[Exercise objective]: Reproduce each line from the records that holds "blue".

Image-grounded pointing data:

=====

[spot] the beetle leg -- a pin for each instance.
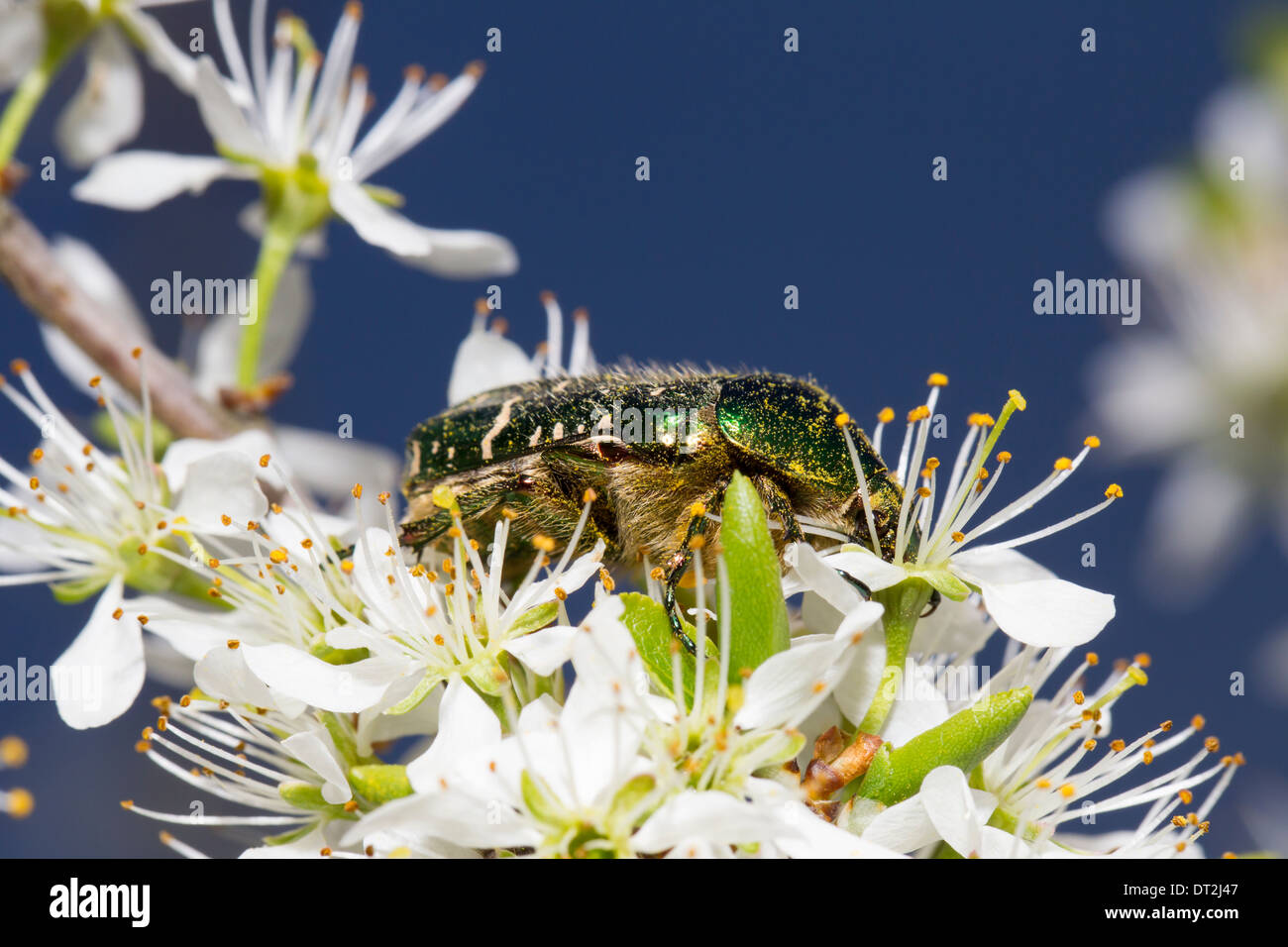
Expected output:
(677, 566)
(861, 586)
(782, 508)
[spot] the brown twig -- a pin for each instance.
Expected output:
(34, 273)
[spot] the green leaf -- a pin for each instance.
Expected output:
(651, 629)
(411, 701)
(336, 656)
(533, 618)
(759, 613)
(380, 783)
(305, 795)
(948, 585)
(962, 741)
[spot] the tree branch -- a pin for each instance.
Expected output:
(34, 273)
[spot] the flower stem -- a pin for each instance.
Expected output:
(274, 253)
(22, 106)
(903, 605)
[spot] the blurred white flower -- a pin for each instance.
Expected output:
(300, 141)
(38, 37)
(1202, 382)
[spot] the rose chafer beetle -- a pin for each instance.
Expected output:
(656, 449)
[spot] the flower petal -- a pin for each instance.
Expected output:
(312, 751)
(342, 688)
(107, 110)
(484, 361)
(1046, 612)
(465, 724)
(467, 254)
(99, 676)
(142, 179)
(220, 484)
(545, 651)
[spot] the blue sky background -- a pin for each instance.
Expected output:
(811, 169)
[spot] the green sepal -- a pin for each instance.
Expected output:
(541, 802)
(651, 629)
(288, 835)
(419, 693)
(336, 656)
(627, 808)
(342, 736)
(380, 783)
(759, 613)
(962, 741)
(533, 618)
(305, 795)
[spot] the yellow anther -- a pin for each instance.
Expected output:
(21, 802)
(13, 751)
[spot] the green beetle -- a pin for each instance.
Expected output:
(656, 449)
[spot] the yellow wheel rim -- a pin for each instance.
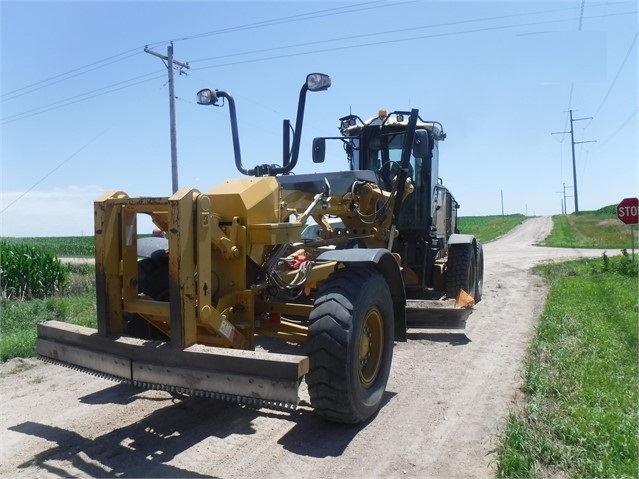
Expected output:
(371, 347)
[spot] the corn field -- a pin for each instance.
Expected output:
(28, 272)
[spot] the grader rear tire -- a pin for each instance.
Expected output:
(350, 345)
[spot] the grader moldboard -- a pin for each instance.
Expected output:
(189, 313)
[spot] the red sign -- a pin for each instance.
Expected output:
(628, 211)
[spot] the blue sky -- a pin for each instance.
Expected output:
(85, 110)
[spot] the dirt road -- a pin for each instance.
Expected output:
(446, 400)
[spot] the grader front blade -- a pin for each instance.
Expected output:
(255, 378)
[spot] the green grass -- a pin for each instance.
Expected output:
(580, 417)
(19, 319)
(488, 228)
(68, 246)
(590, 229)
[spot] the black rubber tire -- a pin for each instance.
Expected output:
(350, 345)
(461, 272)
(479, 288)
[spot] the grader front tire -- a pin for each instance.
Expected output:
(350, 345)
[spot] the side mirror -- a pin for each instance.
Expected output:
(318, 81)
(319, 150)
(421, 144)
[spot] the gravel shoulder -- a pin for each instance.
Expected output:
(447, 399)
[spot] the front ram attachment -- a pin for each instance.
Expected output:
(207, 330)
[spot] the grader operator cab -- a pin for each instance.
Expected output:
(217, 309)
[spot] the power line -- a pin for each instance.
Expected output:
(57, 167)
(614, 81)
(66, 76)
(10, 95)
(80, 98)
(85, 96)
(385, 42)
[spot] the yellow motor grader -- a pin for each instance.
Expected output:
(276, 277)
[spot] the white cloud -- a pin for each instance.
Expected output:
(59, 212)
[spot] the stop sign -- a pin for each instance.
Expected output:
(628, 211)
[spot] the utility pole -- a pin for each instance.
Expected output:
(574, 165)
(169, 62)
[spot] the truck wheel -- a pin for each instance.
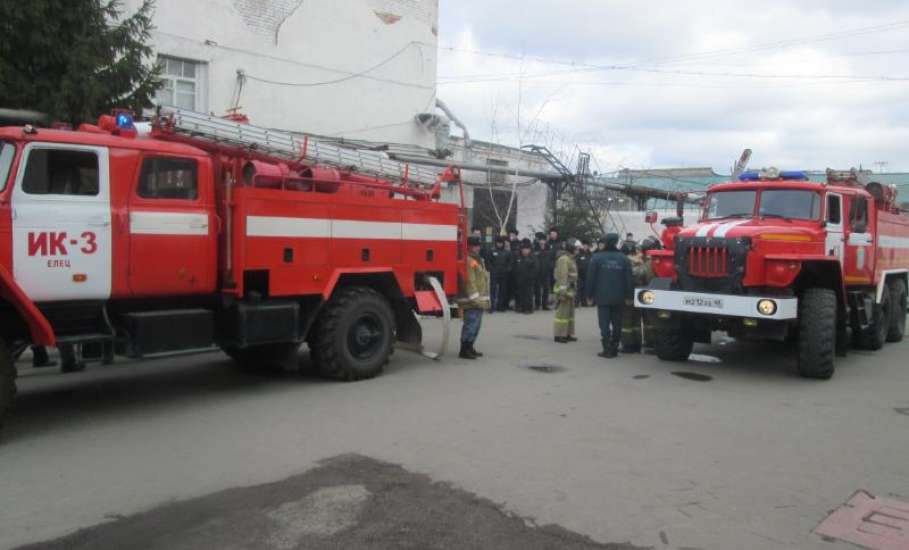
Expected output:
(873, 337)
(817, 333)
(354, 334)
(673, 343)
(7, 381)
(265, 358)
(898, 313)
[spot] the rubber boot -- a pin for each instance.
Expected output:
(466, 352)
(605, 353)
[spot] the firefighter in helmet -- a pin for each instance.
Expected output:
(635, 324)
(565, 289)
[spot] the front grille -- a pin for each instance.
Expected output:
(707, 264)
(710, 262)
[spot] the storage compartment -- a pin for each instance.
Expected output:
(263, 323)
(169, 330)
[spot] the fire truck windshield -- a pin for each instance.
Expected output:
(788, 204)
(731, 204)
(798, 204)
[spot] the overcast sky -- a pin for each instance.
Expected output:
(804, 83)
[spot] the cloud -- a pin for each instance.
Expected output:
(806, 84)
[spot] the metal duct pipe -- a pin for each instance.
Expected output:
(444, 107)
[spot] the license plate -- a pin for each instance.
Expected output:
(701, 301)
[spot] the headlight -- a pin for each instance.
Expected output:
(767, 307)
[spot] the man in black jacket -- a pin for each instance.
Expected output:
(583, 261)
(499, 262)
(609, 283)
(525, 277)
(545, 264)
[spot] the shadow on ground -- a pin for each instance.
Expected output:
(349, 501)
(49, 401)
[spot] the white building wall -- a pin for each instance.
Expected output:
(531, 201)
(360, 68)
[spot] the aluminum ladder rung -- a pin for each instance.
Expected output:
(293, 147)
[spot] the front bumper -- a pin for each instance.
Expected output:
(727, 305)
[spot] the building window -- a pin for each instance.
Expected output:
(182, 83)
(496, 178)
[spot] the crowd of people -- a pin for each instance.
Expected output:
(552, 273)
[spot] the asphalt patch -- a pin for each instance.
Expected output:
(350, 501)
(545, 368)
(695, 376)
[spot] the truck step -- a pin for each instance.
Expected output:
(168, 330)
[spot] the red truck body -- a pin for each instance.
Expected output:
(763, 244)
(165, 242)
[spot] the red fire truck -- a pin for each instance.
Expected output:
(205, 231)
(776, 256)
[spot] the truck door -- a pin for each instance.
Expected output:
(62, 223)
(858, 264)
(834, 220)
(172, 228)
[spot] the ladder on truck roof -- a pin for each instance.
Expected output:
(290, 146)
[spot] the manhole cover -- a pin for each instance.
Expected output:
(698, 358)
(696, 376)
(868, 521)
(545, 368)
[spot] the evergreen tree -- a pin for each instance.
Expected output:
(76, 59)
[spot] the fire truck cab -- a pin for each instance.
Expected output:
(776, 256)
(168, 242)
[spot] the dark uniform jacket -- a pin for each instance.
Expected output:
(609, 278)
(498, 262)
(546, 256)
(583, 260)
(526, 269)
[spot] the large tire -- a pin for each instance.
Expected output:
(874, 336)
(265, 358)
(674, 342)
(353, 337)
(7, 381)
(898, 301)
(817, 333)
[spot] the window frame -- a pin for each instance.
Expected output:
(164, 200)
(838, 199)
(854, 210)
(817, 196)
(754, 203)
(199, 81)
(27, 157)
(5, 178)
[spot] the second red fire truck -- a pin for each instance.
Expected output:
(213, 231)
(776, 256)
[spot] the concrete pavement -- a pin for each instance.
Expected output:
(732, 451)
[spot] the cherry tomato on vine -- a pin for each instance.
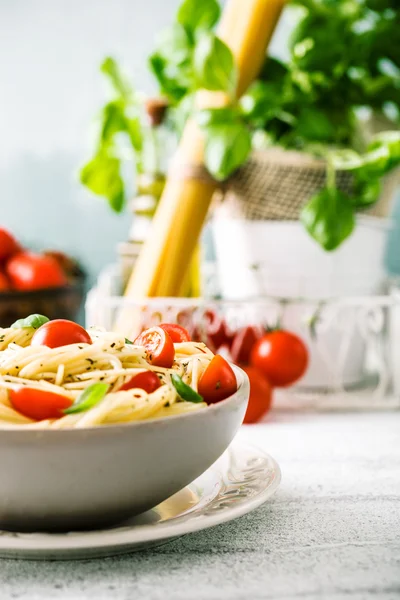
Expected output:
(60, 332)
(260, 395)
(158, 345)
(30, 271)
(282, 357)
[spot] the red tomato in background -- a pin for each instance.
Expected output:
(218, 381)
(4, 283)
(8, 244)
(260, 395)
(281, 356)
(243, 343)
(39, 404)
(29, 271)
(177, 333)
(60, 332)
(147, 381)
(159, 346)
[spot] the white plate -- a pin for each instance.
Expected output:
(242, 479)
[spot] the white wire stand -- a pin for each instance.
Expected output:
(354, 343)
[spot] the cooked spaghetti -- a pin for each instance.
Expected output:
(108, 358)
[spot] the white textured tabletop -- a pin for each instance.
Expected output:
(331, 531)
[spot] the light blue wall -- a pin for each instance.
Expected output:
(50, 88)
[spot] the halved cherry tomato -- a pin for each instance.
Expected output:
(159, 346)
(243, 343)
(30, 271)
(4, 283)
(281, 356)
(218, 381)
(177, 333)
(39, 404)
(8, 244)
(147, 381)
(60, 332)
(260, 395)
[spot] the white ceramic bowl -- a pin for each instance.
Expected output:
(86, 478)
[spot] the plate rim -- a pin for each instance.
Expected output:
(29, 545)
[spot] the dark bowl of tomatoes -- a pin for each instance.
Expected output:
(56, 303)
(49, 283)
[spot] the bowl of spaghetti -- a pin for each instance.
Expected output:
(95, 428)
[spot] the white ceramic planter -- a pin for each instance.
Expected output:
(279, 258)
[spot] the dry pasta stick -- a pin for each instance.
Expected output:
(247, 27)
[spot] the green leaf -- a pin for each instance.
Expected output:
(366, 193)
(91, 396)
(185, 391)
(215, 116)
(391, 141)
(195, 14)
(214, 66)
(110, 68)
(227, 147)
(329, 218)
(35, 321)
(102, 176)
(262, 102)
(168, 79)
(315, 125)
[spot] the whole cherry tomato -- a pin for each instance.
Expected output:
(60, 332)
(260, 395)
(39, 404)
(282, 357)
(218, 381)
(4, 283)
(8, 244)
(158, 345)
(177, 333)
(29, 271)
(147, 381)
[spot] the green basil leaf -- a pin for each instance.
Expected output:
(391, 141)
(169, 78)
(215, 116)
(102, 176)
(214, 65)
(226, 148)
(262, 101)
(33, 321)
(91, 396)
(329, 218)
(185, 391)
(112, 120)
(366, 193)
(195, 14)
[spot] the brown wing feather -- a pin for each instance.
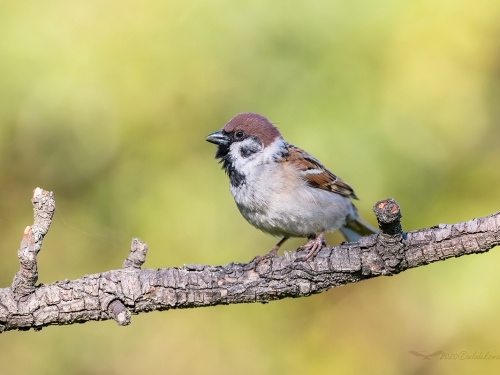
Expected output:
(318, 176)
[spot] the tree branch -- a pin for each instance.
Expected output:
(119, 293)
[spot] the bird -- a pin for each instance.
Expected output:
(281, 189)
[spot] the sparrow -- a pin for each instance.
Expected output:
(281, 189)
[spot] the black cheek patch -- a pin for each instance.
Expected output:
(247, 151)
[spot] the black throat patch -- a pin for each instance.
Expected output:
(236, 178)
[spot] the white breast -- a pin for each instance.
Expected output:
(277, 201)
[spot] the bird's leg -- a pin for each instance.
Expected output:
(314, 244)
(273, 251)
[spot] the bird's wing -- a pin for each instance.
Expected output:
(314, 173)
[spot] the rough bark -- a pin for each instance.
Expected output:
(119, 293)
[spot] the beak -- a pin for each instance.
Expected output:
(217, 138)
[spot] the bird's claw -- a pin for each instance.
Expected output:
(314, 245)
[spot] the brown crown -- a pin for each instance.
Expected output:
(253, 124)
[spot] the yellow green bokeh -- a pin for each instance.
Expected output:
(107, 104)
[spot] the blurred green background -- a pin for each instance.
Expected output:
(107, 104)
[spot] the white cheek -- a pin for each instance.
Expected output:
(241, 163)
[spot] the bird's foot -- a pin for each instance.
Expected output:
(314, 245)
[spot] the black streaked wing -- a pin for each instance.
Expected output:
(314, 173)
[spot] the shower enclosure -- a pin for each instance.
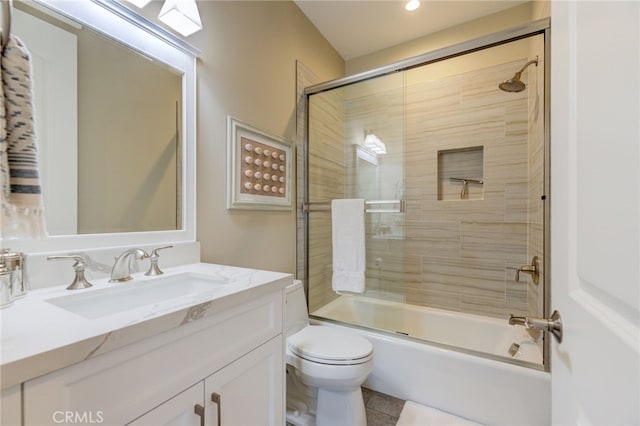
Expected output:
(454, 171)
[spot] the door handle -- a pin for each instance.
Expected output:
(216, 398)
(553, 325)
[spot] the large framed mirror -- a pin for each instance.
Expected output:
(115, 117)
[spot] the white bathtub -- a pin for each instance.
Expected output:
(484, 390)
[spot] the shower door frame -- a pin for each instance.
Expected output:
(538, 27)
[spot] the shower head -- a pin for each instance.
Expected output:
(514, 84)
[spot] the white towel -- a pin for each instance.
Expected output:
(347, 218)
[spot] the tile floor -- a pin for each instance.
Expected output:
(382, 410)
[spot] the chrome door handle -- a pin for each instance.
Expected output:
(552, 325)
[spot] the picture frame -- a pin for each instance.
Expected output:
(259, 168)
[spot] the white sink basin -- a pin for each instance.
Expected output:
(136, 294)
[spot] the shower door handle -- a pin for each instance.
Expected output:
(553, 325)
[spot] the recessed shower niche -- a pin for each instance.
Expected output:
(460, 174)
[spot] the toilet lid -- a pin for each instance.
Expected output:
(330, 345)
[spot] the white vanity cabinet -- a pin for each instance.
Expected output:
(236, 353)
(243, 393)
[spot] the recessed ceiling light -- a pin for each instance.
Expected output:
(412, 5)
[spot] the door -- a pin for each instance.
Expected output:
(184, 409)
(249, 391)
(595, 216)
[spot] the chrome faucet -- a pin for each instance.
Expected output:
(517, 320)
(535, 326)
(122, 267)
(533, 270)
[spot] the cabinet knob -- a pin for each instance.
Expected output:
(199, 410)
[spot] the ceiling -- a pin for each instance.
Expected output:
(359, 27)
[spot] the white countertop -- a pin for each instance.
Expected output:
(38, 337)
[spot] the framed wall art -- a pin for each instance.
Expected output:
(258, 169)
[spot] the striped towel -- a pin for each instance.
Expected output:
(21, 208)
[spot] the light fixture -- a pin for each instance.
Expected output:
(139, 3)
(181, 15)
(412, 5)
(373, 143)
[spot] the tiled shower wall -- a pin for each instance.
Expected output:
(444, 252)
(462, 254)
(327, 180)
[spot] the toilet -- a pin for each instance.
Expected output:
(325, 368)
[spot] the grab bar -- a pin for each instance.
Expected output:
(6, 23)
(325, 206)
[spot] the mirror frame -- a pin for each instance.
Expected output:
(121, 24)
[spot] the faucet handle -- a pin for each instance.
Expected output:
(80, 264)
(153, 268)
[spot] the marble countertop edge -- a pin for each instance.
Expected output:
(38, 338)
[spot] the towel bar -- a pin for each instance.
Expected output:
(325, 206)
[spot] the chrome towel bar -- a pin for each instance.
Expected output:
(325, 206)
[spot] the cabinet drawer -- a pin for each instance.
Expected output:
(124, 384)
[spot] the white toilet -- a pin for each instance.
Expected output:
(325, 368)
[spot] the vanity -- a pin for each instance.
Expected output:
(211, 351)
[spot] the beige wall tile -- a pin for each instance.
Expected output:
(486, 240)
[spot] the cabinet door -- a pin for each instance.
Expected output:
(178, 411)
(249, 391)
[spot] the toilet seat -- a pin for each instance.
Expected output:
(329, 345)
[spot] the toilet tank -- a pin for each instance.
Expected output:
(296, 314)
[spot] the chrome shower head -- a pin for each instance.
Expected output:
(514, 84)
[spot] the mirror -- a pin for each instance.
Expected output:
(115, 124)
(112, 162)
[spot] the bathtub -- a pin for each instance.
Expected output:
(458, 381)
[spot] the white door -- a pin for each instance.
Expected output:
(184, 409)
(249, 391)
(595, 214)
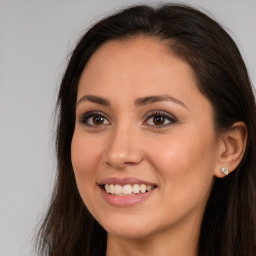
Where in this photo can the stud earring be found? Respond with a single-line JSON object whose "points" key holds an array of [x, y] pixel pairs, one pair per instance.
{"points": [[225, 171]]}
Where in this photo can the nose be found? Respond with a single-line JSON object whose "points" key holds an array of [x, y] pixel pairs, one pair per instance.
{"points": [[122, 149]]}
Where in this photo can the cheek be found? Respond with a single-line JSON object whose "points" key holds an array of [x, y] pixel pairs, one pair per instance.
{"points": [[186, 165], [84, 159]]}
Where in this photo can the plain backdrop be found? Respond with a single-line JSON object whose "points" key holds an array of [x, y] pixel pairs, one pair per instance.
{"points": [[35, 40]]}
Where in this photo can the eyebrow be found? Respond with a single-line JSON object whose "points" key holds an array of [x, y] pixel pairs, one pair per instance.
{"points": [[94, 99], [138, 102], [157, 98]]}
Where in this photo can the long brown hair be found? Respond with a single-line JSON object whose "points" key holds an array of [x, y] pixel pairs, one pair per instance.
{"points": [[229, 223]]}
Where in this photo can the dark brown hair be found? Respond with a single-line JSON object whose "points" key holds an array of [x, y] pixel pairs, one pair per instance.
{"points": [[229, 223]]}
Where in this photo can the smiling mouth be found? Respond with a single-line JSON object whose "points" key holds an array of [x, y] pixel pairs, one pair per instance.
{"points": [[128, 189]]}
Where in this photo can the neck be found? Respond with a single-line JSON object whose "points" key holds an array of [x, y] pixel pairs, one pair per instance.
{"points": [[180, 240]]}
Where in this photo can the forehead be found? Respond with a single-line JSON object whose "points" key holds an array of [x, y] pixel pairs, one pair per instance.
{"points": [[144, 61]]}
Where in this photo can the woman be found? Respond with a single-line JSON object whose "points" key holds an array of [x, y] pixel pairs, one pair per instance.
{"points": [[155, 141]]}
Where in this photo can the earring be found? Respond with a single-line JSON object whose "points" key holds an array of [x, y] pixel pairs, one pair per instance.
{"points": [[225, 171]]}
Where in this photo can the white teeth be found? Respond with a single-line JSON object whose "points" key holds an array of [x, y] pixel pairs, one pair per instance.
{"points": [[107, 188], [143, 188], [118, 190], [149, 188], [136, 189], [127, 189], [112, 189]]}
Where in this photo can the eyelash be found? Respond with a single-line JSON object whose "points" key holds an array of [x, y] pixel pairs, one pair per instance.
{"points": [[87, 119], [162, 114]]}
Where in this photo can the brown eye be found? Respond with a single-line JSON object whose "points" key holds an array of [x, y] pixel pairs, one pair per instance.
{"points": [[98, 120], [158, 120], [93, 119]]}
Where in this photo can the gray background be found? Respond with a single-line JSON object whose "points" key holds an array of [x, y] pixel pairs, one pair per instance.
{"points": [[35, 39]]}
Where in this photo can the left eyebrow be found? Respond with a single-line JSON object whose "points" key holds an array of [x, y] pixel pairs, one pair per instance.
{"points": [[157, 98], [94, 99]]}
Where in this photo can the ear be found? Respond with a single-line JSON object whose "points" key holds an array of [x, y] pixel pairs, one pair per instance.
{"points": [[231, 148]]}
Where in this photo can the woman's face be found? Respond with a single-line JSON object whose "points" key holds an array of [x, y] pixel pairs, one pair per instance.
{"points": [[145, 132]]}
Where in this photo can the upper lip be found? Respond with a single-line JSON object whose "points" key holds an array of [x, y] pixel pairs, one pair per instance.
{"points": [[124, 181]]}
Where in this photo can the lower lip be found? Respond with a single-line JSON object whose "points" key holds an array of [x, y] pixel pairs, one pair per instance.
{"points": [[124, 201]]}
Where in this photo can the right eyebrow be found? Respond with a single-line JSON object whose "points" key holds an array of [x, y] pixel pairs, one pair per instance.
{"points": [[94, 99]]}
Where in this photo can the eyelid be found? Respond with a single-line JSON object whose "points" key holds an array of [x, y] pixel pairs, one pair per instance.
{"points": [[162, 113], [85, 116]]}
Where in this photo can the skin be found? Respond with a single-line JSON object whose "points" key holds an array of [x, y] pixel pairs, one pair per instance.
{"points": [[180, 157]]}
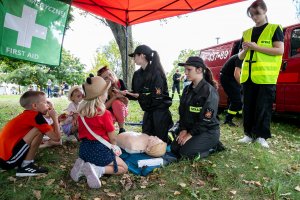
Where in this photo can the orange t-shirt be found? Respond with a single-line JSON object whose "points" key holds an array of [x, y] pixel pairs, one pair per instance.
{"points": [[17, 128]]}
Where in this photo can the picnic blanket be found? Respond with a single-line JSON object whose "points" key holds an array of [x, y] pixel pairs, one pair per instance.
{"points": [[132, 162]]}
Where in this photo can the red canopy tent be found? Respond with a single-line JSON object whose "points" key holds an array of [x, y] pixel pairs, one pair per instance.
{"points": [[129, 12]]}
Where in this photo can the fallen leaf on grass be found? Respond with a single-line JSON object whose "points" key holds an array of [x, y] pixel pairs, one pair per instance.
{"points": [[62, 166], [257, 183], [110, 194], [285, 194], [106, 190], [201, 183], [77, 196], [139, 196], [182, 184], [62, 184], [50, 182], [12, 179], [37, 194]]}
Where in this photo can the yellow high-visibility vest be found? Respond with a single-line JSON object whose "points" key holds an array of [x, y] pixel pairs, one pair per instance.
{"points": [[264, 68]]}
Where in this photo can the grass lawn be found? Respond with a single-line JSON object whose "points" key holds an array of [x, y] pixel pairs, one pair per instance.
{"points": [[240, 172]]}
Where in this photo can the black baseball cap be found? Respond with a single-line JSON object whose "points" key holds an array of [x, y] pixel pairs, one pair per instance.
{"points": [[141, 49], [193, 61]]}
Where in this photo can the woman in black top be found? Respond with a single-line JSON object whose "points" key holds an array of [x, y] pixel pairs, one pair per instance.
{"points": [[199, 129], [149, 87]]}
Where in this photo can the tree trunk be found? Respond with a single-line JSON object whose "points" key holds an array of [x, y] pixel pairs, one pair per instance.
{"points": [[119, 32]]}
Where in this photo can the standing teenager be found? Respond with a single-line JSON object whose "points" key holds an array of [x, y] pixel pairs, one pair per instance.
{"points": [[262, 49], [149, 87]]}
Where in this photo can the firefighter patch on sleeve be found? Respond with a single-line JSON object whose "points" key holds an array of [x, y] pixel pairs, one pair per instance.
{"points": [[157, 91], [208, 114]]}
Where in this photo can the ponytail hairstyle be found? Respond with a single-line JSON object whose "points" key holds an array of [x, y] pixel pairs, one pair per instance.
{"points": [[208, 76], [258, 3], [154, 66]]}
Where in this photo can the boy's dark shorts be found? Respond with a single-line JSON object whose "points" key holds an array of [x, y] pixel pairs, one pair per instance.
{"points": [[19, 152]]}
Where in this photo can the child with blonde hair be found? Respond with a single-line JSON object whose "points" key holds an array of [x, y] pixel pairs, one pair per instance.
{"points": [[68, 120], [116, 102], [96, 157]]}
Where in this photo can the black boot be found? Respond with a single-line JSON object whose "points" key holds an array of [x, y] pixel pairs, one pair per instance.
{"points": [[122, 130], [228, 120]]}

=====

[Answer below]:
[spot] the blue sky background -- a pin for each instance.
[spot] the blue sky -- a pin for each instance.
[spot] the light blue wall -- a pin for each instance.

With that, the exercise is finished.